Dataset entries:
- - - - - - -
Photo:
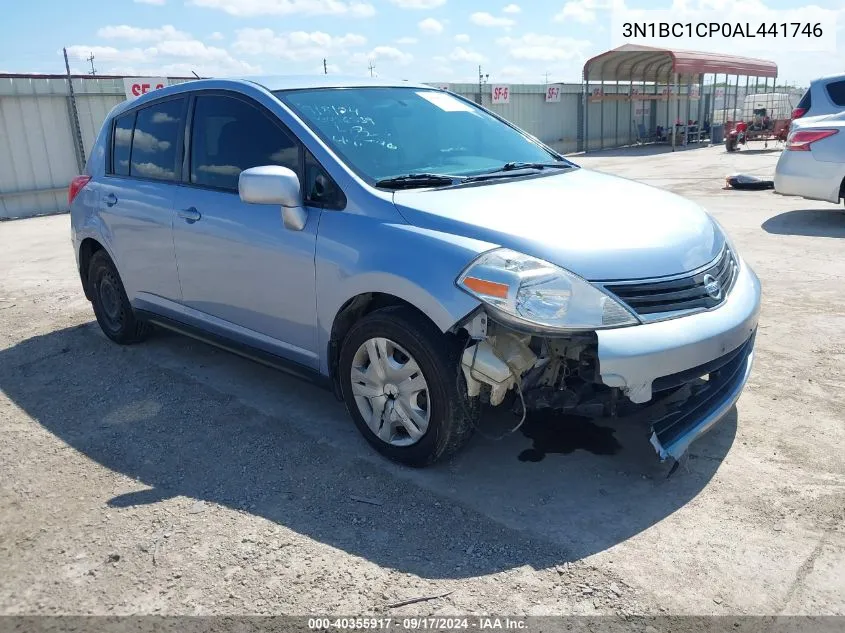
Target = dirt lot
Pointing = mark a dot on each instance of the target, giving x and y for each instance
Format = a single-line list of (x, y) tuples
[(174, 478)]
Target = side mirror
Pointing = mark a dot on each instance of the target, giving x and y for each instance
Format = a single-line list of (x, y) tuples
[(274, 184)]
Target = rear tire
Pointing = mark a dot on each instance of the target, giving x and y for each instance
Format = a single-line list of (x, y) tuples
[(443, 409), (111, 305)]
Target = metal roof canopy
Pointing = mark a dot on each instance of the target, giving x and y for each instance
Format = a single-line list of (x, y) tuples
[(632, 62)]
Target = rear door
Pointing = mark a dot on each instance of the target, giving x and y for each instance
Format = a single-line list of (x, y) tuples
[(136, 199), (243, 274)]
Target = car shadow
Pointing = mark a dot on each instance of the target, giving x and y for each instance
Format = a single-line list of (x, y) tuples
[(182, 419), (808, 222)]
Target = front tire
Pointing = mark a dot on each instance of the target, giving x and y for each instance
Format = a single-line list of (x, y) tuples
[(111, 305), (399, 379)]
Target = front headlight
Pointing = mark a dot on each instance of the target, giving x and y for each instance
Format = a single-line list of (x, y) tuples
[(538, 293)]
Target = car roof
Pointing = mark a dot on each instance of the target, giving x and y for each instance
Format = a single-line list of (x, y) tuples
[(269, 82), (300, 82)]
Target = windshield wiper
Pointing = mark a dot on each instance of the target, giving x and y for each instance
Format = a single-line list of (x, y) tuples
[(505, 171), (411, 181), (516, 165)]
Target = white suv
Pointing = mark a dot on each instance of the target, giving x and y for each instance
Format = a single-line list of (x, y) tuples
[(825, 96)]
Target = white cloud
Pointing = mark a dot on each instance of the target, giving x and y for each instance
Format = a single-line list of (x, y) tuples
[(246, 8), (544, 47), (511, 72), (482, 18), (430, 26), (418, 4), (584, 11), (169, 52), (392, 54), (128, 33), (294, 46), (462, 55)]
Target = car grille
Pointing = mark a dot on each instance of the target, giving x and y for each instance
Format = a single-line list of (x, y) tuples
[(692, 292)]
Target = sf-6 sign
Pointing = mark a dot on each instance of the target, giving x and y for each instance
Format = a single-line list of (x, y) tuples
[(501, 94), (137, 86)]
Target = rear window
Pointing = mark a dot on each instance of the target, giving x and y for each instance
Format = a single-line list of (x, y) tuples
[(805, 102), (836, 92)]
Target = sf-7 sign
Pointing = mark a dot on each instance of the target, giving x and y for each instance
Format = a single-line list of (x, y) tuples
[(137, 86), (500, 94)]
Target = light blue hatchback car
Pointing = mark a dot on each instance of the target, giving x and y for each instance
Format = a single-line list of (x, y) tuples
[(416, 253)]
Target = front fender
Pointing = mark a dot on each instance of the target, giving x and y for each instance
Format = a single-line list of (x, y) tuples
[(358, 254)]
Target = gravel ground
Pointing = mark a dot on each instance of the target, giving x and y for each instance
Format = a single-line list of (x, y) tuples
[(173, 478)]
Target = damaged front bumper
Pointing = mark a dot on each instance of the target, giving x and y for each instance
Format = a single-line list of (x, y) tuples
[(706, 357), (649, 359)]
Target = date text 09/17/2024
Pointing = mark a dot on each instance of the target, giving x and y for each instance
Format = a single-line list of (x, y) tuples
[(414, 623)]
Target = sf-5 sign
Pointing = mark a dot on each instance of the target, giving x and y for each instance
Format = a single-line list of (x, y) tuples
[(137, 86), (501, 94)]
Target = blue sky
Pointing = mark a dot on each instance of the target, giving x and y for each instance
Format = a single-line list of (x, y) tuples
[(428, 40)]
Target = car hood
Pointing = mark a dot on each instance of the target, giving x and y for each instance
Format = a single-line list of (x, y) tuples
[(598, 226)]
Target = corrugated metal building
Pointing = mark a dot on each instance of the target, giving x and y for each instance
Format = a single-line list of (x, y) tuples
[(40, 149)]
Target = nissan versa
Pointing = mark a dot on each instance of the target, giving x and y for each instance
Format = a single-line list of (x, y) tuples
[(416, 253)]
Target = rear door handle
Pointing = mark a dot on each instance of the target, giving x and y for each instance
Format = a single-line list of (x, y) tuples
[(190, 215)]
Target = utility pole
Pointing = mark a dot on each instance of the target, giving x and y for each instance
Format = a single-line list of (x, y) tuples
[(74, 114), (482, 79)]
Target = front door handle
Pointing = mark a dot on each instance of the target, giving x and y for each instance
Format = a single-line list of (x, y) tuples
[(190, 215)]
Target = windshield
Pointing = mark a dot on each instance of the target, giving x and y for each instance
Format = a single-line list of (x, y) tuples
[(387, 132)]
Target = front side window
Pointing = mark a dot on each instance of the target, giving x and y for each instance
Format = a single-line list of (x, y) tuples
[(230, 135), (122, 144), (385, 132), (155, 143)]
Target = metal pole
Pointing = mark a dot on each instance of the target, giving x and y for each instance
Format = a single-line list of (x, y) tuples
[(586, 100), (76, 129), (616, 127), (601, 119), (677, 107)]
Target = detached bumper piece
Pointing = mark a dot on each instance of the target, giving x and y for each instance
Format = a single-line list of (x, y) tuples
[(709, 402)]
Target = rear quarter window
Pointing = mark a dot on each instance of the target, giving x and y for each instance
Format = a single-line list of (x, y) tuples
[(836, 92), (122, 144), (155, 142)]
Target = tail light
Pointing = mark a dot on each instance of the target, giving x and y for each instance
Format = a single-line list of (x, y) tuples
[(76, 185), (800, 140)]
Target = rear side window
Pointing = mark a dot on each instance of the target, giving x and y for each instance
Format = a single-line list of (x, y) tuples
[(155, 143), (230, 135), (836, 92), (122, 144)]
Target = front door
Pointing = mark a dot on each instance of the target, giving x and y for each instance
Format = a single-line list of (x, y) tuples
[(242, 273), (136, 199)]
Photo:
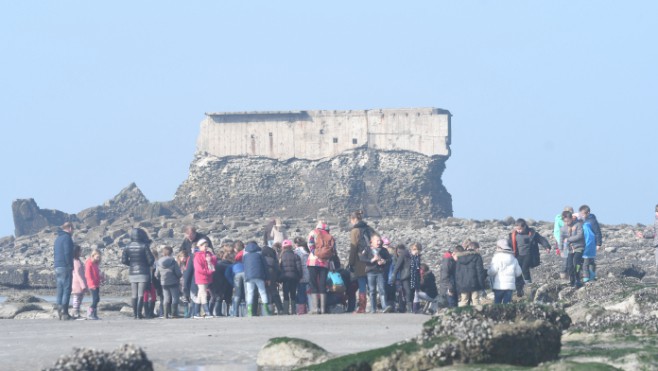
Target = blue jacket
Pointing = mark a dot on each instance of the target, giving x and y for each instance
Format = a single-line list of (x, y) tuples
[(590, 240), (63, 250), (591, 219), (254, 263)]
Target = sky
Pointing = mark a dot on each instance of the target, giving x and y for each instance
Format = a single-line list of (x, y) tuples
[(553, 102)]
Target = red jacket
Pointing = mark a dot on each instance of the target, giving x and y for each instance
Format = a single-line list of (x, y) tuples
[(92, 274), (202, 273)]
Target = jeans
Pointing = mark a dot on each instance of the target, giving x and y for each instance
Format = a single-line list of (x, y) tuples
[(503, 296), (64, 286), (376, 285), (95, 297), (253, 284)]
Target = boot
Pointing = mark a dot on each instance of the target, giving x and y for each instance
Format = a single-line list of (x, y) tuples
[(140, 305), (286, 307), (362, 303), (323, 299)]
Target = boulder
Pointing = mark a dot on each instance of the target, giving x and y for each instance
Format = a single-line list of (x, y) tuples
[(126, 357), (287, 352)]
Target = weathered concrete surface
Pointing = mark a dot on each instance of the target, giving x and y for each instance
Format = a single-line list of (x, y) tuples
[(215, 344)]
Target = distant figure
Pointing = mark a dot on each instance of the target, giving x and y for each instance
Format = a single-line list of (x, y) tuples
[(525, 243), (79, 282), (593, 242), (63, 251), (359, 239), (652, 233), (469, 275), (93, 277), (557, 232), (504, 270), (574, 238), (139, 258), (192, 238)]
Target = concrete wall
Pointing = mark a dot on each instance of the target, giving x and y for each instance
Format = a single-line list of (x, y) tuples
[(315, 135)]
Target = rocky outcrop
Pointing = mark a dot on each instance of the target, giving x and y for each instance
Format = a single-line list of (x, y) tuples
[(30, 219), (127, 357), (396, 183), (290, 353)]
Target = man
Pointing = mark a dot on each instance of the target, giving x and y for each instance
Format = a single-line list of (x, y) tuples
[(192, 237), (64, 269)]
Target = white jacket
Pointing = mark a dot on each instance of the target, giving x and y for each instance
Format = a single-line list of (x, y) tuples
[(503, 270)]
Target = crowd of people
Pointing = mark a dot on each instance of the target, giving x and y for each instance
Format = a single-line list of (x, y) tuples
[(305, 275)]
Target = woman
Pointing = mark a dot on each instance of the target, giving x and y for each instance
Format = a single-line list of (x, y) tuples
[(138, 256)]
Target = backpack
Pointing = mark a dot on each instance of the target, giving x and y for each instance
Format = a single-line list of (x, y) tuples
[(324, 244), (335, 282)]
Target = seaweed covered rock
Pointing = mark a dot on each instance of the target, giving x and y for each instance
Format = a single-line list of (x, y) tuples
[(125, 358), (287, 352)]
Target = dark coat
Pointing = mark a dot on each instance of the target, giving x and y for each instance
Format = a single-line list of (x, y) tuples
[(428, 285), (366, 255), (63, 250), (403, 265), (359, 238), (469, 272), (447, 275), (291, 265), (254, 263)]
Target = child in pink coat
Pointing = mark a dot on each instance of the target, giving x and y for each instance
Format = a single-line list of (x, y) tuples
[(204, 267), (79, 283), (93, 276)]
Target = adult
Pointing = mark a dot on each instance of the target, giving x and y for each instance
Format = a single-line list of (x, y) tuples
[(63, 251), (321, 250), (192, 238), (359, 240), (525, 243), (137, 255)]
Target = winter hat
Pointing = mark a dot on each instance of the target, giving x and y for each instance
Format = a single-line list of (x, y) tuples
[(502, 245)]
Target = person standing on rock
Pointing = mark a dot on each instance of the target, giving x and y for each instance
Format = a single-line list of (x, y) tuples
[(652, 233), (63, 251), (192, 238), (137, 255), (359, 240), (525, 243)]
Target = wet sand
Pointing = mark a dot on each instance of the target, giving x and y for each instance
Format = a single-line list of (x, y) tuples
[(204, 344)]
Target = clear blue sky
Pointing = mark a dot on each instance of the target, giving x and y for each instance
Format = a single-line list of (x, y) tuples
[(554, 102)]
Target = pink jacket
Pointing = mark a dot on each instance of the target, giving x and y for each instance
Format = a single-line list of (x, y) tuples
[(202, 273), (79, 283), (93, 274)]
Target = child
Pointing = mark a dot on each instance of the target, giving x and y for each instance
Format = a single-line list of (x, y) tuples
[(376, 259), (427, 290), (93, 276), (169, 274), (469, 275), (79, 283), (504, 270), (204, 267), (414, 274)]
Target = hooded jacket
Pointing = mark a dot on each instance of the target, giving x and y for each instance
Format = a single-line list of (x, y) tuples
[(254, 263), (359, 239), (138, 257), (168, 271), (469, 272), (503, 270), (63, 250)]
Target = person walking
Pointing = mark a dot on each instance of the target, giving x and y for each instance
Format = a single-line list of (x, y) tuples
[(63, 251)]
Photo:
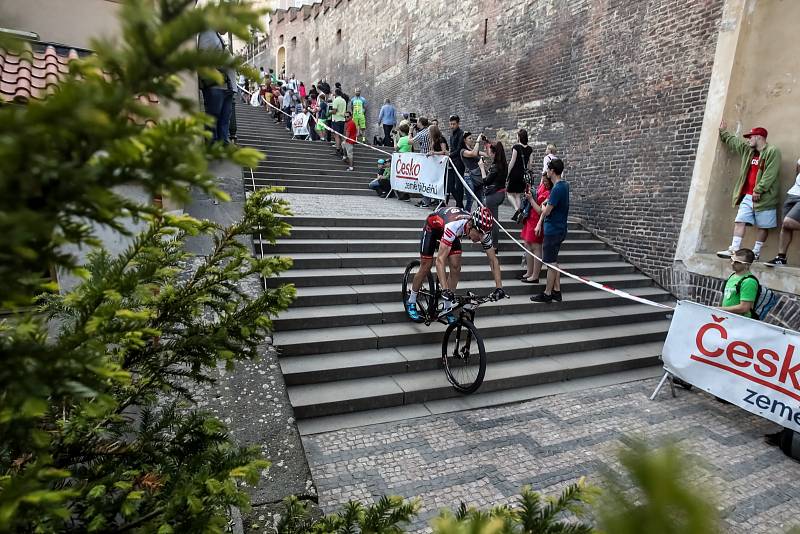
- - - - - - -
Exercise description: Collect every line of the material above that contains the word "bumper", and list each one in full.

Problem solution:
Target = damaged front bumper
Target = detached bumper piece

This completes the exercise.